Extracted data entries:
-------------------------
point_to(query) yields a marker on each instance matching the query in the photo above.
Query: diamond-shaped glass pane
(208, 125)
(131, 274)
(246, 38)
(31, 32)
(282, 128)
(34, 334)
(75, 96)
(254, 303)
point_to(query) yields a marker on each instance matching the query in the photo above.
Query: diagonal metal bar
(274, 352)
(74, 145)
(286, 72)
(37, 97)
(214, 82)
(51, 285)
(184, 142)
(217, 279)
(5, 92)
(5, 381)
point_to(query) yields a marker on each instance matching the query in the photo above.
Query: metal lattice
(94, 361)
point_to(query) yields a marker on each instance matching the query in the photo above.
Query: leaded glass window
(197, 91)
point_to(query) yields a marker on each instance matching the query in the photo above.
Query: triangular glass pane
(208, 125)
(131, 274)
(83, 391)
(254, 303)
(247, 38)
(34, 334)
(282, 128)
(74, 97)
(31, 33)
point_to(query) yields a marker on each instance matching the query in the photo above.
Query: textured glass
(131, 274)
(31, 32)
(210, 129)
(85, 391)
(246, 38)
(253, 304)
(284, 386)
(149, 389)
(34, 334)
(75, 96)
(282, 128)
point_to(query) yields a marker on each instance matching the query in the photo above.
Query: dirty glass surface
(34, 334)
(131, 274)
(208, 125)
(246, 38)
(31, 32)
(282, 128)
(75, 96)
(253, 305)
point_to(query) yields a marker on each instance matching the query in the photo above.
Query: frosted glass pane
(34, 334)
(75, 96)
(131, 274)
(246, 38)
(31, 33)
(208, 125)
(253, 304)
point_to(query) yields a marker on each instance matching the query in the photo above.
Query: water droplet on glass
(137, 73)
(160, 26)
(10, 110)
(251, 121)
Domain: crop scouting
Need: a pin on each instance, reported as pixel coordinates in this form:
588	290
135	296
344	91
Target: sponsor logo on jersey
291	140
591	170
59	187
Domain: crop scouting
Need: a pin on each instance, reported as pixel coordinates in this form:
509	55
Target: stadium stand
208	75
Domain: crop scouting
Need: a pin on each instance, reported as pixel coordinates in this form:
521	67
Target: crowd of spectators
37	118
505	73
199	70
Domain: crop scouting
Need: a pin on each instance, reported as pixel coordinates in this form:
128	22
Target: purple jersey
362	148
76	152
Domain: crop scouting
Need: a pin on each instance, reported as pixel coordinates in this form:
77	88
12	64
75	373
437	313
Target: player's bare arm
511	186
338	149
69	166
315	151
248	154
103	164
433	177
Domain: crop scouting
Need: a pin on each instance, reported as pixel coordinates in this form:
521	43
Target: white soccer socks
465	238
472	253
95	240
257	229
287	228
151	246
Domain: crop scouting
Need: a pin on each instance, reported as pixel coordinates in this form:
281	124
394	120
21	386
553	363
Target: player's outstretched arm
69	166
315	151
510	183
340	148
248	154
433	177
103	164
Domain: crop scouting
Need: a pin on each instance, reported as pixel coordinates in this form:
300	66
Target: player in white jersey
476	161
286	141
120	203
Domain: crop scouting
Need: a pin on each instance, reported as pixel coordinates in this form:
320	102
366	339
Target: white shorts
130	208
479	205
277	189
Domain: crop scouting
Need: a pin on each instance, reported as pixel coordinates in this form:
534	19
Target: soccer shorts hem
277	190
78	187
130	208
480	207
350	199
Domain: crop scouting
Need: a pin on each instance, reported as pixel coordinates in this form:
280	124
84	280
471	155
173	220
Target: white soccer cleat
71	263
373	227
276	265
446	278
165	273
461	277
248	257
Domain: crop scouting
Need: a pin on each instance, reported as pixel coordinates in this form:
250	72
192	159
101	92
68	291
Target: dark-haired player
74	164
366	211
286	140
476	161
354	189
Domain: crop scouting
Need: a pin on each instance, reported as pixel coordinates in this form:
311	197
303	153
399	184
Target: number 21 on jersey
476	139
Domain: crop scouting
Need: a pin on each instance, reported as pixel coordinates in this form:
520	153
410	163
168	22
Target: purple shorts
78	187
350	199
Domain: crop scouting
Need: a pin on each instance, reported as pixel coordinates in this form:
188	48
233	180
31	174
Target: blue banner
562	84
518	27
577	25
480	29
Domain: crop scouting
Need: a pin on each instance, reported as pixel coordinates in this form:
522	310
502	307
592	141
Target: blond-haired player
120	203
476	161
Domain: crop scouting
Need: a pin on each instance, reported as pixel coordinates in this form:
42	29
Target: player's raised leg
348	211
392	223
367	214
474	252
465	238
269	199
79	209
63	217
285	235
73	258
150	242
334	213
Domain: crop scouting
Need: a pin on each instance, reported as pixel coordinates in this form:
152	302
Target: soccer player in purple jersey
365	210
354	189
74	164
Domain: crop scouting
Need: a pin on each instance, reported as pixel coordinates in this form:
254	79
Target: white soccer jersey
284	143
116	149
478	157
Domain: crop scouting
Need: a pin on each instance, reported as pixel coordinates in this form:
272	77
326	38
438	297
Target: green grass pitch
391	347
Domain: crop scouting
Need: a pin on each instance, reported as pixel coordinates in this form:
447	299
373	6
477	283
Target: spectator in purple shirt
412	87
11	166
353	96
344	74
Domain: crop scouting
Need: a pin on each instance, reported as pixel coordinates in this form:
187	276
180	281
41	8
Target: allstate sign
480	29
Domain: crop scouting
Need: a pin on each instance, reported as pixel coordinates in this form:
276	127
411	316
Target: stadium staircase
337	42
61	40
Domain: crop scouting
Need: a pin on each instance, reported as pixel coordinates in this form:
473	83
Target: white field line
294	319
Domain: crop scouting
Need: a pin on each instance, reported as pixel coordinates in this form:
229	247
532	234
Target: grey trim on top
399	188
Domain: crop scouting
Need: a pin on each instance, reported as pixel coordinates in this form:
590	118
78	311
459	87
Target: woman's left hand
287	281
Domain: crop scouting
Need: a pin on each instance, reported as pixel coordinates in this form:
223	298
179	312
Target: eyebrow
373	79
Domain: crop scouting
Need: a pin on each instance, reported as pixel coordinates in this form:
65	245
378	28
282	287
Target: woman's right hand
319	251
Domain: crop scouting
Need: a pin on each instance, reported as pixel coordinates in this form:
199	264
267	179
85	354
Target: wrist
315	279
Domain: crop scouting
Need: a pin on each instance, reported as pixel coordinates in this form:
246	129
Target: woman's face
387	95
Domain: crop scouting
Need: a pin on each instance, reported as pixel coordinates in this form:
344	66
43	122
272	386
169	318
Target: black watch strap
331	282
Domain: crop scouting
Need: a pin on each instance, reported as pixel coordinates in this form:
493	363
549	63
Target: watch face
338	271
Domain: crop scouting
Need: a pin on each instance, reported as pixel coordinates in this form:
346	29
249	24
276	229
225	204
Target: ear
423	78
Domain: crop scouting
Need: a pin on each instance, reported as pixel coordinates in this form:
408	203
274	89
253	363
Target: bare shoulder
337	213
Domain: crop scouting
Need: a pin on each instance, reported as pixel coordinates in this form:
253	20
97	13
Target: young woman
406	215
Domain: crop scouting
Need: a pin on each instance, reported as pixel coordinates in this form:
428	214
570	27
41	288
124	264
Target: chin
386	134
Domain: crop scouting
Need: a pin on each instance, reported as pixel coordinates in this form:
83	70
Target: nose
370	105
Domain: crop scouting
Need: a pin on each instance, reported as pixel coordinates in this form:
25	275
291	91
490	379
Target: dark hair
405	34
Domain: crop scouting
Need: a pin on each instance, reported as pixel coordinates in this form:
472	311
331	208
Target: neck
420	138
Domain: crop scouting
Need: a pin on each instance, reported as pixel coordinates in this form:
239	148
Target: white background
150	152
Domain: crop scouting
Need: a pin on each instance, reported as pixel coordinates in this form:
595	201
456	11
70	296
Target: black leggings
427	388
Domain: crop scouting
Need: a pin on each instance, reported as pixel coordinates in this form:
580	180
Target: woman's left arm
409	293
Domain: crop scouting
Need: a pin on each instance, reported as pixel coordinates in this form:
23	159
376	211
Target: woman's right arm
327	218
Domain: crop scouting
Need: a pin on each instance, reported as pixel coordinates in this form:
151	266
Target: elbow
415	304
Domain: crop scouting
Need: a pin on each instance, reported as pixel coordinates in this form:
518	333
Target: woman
-------------------------
_PROBLEM:_
Collect every line of the material above that contains the word "soccer".

_THE RESPONSE:_
Target: white soccer socks
Target: soccer shorts hem
Target: white soccer cleat
Target: soccer player in purple jersey
Target: white soccer jersey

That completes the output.